Aim of the exercise
Show all lines from the data that include the word "green".

Source material
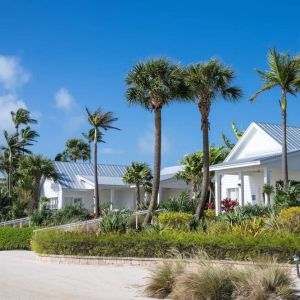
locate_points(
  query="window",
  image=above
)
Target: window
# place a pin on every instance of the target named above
(52, 203)
(77, 201)
(232, 193)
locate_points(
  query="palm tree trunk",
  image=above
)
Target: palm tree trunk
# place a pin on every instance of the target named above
(10, 175)
(96, 192)
(284, 144)
(205, 180)
(157, 164)
(138, 196)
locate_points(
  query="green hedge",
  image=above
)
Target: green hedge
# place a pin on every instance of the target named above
(162, 244)
(15, 238)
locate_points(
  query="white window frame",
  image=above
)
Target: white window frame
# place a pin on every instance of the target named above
(229, 191)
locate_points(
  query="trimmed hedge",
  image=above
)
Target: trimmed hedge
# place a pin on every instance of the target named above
(15, 238)
(163, 244)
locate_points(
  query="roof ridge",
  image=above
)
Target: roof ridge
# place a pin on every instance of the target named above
(274, 124)
(88, 164)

Your solution
  query="green hedge",
Target: green hedge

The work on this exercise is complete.